Exact copies of the lines from the one holding "Flashcard — Front: Where is the grass field" through the last line of the entries below are to be printed, with pictures omitted.

Stored data entries:
——————
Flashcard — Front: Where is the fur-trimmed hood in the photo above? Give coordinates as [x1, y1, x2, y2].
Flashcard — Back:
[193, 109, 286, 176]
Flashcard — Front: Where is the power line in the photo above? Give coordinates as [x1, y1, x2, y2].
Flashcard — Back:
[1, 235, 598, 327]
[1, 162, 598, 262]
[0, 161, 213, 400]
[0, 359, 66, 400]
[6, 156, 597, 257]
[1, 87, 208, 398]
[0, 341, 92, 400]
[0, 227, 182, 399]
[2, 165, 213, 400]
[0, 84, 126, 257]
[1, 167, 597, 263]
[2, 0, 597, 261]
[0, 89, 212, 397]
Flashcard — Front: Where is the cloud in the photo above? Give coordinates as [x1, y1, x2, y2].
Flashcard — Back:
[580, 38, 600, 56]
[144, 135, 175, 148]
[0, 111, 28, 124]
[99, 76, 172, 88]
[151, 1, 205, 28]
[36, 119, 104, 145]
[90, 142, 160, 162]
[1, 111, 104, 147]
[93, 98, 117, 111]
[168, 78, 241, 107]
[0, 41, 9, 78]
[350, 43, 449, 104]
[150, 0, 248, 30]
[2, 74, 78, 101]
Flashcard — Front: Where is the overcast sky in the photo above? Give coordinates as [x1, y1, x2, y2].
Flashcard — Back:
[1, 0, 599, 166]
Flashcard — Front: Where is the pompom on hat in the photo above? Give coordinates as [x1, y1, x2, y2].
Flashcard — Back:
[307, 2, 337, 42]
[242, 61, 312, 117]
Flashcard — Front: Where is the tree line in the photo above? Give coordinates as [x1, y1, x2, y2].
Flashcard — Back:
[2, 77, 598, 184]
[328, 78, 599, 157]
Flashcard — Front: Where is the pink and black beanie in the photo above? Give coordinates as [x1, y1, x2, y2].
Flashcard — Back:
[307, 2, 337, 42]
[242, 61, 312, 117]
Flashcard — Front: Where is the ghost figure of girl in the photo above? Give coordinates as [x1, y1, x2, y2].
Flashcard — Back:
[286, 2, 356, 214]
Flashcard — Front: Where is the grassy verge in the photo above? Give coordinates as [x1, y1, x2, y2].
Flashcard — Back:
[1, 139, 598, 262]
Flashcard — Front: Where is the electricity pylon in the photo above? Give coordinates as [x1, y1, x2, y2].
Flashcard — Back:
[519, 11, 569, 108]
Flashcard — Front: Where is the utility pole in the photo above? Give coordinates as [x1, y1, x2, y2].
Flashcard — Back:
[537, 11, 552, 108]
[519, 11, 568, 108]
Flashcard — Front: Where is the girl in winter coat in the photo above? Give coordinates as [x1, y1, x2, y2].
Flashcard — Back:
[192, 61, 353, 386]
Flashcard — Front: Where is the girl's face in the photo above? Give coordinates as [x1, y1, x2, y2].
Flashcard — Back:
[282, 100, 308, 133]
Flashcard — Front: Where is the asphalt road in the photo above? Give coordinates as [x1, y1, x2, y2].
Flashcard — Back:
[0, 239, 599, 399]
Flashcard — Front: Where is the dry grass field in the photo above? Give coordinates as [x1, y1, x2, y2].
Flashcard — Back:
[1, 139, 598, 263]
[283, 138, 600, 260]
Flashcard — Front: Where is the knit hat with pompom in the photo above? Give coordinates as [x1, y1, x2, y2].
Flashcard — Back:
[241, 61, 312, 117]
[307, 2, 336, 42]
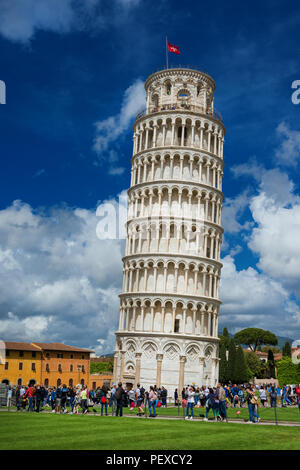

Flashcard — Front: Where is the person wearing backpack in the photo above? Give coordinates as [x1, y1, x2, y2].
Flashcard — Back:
[115, 382, 126, 416]
[149, 386, 158, 417]
[246, 386, 260, 423]
[55, 385, 62, 413]
[100, 385, 108, 416]
[204, 388, 215, 421]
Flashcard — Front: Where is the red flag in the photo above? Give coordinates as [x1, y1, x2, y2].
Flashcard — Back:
[168, 41, 180, 55]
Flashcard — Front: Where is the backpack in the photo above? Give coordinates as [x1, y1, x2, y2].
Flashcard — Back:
[114, 387, 122, 400]
[101, 395, 106, 404]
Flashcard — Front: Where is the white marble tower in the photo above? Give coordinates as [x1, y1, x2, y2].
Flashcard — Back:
[114, 67, 225, 396]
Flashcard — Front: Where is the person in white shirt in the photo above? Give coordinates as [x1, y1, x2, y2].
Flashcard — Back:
[185, 386, 195, 420]
[7, 386, 13, 407]
[259, 386, 267, 407]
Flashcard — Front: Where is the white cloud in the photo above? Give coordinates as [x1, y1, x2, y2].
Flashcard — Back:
[93, 78, 145, 154]
[0, 0, 141, 43]
[0, 199, 125, 355]
[93, 78, 145, 172]
[275, 122, 300, 167]
[219, 255, 300, 338]
[222, 190, 251, 234]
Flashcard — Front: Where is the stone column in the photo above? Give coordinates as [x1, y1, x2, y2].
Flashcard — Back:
[156, 354, 163, 388]
[113, 350, 119, 384]
[178, 355, 186, 396]
[199, 357, 205, 387]
[119, 350, 126, 383]
[135, 352, 142, 388]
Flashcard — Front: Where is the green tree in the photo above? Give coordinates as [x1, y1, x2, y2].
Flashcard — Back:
[277, 357, 300, 387]
[267, 349, 276, 378]
[90, 361, 113, 374]
[234, 328, 278, 352]
[245, 351, 263, 378]
[282, 341, 292, 358]
[234, 346, 248, 383]
[227, 338, 236, 382]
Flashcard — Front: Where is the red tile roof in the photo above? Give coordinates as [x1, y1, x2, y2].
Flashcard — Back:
[4, 341, 41, 352]
[32, 342, 93, 353]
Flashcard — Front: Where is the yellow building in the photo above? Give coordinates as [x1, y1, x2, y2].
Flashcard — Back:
[0, 341, 93, 388]
[0, 342, 42, 386]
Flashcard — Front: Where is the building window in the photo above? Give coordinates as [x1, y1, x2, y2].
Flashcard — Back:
[70, 354, 74, 359]
[58, 364, 62, 373]
[57, 378, 61, 387]
[174, 319, 180, 333]
[92, 382, 96, 390]
[81, 365, 85, 373]
[44, 378, 49, 387]
[17, 378, 22, 386]
[46, 353, 50, 359]
[81, 379, 84, 386]
[19, 363, 23, 370]
[31, 363, 36, 371]
[32, 352, 36, 358]
[6, 350, 9, 357]
[69, 378, 73, 387]
[5, 362, 8, 370]
[81, 354, 85, 359]
[19, 351, 24, 357]
[70, 365, 73, 372]
[46, 363, 50, 372]
[57, 353, 63, 359]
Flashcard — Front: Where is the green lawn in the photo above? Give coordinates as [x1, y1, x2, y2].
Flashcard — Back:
[0, 412, 300, 450]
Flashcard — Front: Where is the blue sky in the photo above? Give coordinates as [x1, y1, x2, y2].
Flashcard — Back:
[0, 0, 300, 353]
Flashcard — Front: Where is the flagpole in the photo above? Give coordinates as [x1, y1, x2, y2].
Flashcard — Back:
[166, 36, 168, 69]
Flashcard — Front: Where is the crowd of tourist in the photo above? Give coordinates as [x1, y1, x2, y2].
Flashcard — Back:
[3, 382, 300, 424]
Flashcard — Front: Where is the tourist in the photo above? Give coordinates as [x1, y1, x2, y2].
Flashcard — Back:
[24, 384, 35, 412]
[246, 386, 260, 423]
[74, 387, 81, 414]
[128, 387, 136, 410]
[6, 386, 13, 408]
[80, 386, 88, 414]
[100, 385, 108, 416]
[35, 385, 44, 412]
[174, 388, 178, 406]
[60, 384, 68, 413]
[213, 387, 221, 421]
[199, 387, 206, 407]
[50, 387, 56, 412]
[238, 387, 244, 407]
[55, 385, 62, 413]
[259, 386, 267, 407]
[111, 384, 117, 408]
[149, 385, 158, 417]
[68, 386, 76, 413]
[204, 388, 215, 421]
[217, 383, 227, 421]
[15, 385, 22, 411]
[136, 384, 145, 416]
[115, 382, 126, 417]
[295, 384, 300, 411]
[161, 386, 167, 407]
[185, 386, 195, 420]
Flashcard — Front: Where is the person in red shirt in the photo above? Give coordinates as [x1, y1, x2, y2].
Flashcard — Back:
[295, 385, 300, 412]
[24, 386, 35, 412]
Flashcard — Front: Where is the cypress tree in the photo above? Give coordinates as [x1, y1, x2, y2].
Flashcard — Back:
[268, 349, 276, 378]
[234, 345, 248, 384]
[227, 338, 236, 383]
[282, 341, 291, 357]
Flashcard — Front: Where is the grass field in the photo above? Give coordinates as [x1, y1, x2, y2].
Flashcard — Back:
[0, 411, 300, 450]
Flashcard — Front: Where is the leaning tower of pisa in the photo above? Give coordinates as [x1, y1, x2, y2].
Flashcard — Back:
[113, 67, 225, 395]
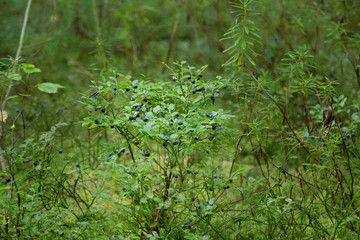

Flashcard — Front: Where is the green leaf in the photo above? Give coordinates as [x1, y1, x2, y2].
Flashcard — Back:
[37, 82, 65, 94]
[153, 106, 161, 113]
[242, 38, 247, 50]
[22, 63, 41, 74]
[8, 73, 22, 81]
[7, 95, 18, 100]
[23, 63, 35, 70]
[18, 93, 31, 97]
[168, 104, 175, 111]
[245, 53, 256, 66]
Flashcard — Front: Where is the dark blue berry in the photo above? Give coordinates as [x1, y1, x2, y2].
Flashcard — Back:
——————
Task answer:
Flashcard — Front: Where is the grass field in the photo above? Give coordinates as [x1, y1, x2, y2].
Flashcard — Back:
[0, 411, 300, 450]
Flashcard — Front: Where is the leaning tower of pisa in the photo above? Give coordinates as [x1, y1, x2, y2].
Flashcard — Back:
[113, 67, 225, 395]

Flashcard — Front: Where is the green leaf in the photo above? Give coordinates as [x1, y1, x2, y2].
Flashcard — Back:
[37, 82, 65, 94]
[153, 106, 161, 113]
[242, 38, 247, 50]
[22, 63, 41, 74]
[8, 73, 22, 81]
[7, 95, 18, 100]
[23, 63, 35, 70]
[18, 93, 31, 97]
[168, 104, 175, 111]
[245, 53, 256, 66]
Flashcard — Front: Where is the dark blue berry in the photo above? Give coordinates as [x1, y1, x2, y2].
Flashcard — Back:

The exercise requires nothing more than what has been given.